[Items from a dataset]
════════
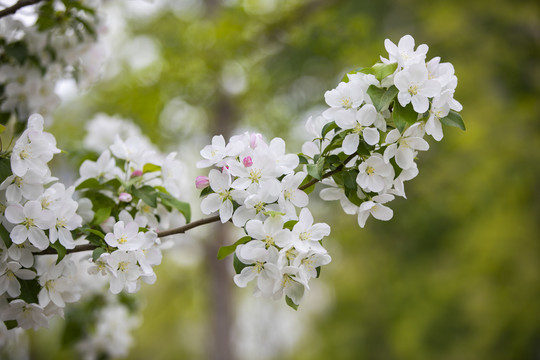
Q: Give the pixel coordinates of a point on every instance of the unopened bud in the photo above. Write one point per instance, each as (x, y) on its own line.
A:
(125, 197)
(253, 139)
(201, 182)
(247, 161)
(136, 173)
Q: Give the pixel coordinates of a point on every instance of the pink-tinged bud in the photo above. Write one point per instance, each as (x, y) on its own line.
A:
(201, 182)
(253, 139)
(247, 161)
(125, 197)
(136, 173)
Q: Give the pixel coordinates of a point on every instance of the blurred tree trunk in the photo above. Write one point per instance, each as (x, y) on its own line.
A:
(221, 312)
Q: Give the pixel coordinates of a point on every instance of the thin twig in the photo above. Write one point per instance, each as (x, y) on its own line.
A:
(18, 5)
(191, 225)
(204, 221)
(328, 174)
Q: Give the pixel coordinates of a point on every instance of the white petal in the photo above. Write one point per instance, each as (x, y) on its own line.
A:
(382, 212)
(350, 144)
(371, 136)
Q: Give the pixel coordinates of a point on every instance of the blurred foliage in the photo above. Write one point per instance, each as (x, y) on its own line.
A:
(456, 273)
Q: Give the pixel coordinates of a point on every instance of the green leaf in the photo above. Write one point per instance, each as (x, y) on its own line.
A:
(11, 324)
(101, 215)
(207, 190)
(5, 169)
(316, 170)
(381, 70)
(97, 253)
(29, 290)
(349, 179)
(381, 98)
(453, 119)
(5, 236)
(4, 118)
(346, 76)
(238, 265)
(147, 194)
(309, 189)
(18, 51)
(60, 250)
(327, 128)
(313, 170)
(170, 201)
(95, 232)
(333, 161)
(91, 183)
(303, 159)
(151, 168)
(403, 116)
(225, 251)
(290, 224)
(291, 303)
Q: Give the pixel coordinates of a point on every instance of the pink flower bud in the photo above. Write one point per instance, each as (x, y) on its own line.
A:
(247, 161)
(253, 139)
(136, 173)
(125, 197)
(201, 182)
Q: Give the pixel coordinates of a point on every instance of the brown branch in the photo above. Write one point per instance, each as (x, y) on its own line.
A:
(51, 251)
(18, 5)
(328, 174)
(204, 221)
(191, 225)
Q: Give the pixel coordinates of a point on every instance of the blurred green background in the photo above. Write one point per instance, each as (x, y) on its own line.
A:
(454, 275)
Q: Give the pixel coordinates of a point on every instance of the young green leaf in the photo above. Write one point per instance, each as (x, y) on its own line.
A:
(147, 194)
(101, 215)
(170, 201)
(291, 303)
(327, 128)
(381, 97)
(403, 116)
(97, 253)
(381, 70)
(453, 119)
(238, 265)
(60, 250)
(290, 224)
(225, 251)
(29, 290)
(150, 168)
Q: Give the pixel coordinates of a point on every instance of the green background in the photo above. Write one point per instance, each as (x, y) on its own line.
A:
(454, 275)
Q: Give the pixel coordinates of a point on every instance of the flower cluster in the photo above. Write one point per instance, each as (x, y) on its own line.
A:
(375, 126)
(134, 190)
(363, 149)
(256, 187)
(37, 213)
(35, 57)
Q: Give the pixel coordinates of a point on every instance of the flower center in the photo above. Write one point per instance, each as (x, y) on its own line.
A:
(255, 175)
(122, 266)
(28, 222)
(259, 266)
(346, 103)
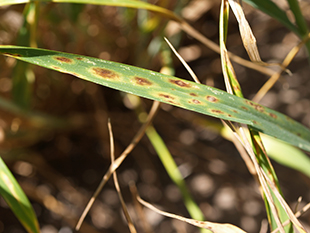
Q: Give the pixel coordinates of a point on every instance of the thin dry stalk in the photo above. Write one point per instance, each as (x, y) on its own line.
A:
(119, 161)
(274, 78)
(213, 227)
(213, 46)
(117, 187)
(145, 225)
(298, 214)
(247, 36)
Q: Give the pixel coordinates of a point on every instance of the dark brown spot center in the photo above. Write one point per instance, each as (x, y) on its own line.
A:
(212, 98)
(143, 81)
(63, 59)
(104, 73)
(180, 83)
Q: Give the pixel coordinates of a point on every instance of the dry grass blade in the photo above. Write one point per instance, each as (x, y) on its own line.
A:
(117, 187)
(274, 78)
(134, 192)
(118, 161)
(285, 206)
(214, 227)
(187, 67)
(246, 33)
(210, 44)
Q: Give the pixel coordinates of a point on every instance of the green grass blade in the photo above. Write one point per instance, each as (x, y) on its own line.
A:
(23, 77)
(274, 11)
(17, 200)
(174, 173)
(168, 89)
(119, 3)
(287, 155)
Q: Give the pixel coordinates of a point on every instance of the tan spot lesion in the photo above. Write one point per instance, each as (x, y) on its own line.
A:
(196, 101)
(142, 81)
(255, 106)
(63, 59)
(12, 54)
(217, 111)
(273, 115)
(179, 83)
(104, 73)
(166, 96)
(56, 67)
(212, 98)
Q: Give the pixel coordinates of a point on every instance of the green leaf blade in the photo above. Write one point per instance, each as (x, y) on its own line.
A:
════════
Instructions to follow
Rewrite all of the data above as a numbered list with one line per number, skipping any blank lines. Leave the pictures out of your answer.

Full response
1. Q: Give the pixel coordinates of a point on every instance of the unopened bud in the photo above. Write one point per instance, each as (x, y) on its own line.
2. A:
3. (125, 197)
4. (253, 139)
5. (201, 182)
6. (247, 161)
7. (136, 173)
8. Q: Give the pixel coordinates of a point on every instance of the pink-tinged bud in the photo above. Write one point per instance, each as (x, y) on its own line.
9. A:
10. (201, 182)
11. (253, 139)
12. (247, 161)
13. (125, 197)
14. (136, 173)
15. Q: Give the pixel coordinates of a point on every instance of the blurred tree trunk in the photo above. Write one point per instance, each as (x, y) on its own line.
16. A:
17. (221, 312)
18. Q: Give the pixel coordinates of a point on every instance of the thin twig in the photo above. Write one point per instance, each as (x, y) on its own line.
19. A:
20. (18, 5)
21. (191, 225)
22. (204, 221)
23. (328, 174)
24. Q: Give the pixel coordinates of a point on every instance of the white petal in the photo above. Write one point per instance, each as (x, y) on its own line.
25. A:
26. (382, 212)
27. (350, 144)
28. (371, 136)
29. Q: Give the pixel coordinates of a point on every instance of the blurred foliage in the photo above. Write one point per instance, each as (x, y) on its own line.
30. A:
31. (456, 273)
32. Q: Give the pixel coordinates of a point on every instance of the green leaf in the photo above. Write one point per instance, each as (x, y) on its own line.
33. A:
34. (11, 324)
35. (101, 215)
36. (207, 190)
37. (5, 169)
38. (316, 170)
39. (381, 70)
40. (97, 253)
41. (29, 290)
42. (349, 179)
43. (381, 98)
44. (453, 119)
45. (5, 236)
46. (4, 118)
47. (346, 76)
48. (238, 265)
49. (147, 194)
50. (309, 189)
51. (18, 51)
52. (60, 250)
53. (327, 128)
54. (313, 170)
55. (170, 201)
56. (95, 232)
57. (333, 161)
58. (91, 183)
59. (303, 159)
60. (151, 168)
61. (403, 116)
62. (225, 251)
63. (290, 224)
64. (291, 303)
65. Q: Give the pixel coordinates of a point on every instance of the pink flower bud in the photo above. Write one point per instance, each as (x, y) on its own line.
66. A:
67. (247, 161)
68. (253, 139)
69. (136, 173)
70. (125, 197)
71. (201, 182)
72. Q: Give the pixel coordinates of a point on every instance of the brown branch in the photo above. Write one point per instance, each as (x, y) on its own line.
73. A:
74. (51, 251)
75. (18, 5)
76. (328, 174)
77. (204, 221)
78. (191, 225)
79. Q: Give the pixel coordinates of a point on every instance of the blurred green background in the photo above. Write one point per instance, each as (x, y) on its own line.
80. A:
81. (454, 275)
82. Q: Give the pixel coordinates of a point on every instance of the young green leaf in the photo above. Write one point per instance, each as (x, y) on its own line.
83. A:
84. (147, 194)
85. (101, 215)
86. (170, 201)
87. (291, 303)
88. (327, 128)
89. (381, 97)
90. (403, 116)
91. (97, 253)
92. (381, 70)
93. (453, 119)
94. (238, 265)
95. (60, 250)
96. (290, 224)
97. (225, 251)
98. (29, 290)
99. (150, 168)
100. Q: Give the pixel coordinates of a point on every instance of the green background in the photo above. Write one point per instance, each as (x, y) on its own line.
101. A:
102. (454, 275)
103. Q: Give the pixel coordinates of a point on every instance of the flower cluster in the photo above. Write one point per instance, each as (x, y) on its own line.
104. A:
105. (375, 126)
106. (134, 190)
107. (363, 149)
108. (256, 187)
109. (37, 213)
110. (35, 57)
111. Q: Give the pixel coordinates of a point on every instance of the flower center in the photo above. Write one point per instance, each as (x, y) on its own line.
112. A:
113. (255, 175)
114. (122, 266)
115. (28, 222)
116. (259, 266)
117. (346, 103)
118. Q: Give the pixel coordinates of a point on every instance of the thin dry stalk in the photo above. Write one point per instance, each as (x, y) on its own line.
119. A:
120. (119, 161)
121. (274, 78)
122. (213, 227)
123. (213, 46)
124. (117, 187)
125. (145, 225)
126. (298, 214)
127. (247, 36)
128. Q: Give the pixel coordinates of a point on every instance of the dark brown spot center in the photo above. Write one point per instance, each as (x, y) on its own line.
129. A:
130. (212, 98)
131. (143, 81)
132. (63, 59)
133. (104, 73)
134. (180, 83)
135. Q: Give the pixel coordinates of a point on every instance of the dry grass blade in the photo above. Write one point per instance, each as (x, y) on its own line.
136. A:
137. (117, 187)
138. (274, 78)
139. (134, 192)
140. (118, 161)
141. (285, 206)
142. (214, 227)
143. (187, 67)
144. (246, 33)
145. (210, 44)
146. Q: Give the pixel coordinates of a point on every instance of the green grass blade in the photo above. Write one point per instance, each as (x, y) on its own line.
147. A:
148. (23, 77)
149. (274, 11)
150. (17, 200)
151. (174, 173)
152. (168, 89)
153. (119, 3)
154. (287, 155)
155. Q: Give the pixel coordinates of a point on every instance of the tan spot lesion in the photo above. Write one point per instance, each as (x, y) on its own line.
156. A:
157. (196, 101)
158. (142, 81)
159. (255, 106)
160. (63, 59)
161. (12, 54)
162. (217, 111)
163. (273, 115)
164. (179, 83)
165. (104, 73)
166. (166, 96)
167. (56, 67)
168. (212, 98)
169. Q: Give the pixel coordinates of a point on every instance of the green leaf blade in the photo above. Write one point per instance, each as (x, y) on its own line.
170. A:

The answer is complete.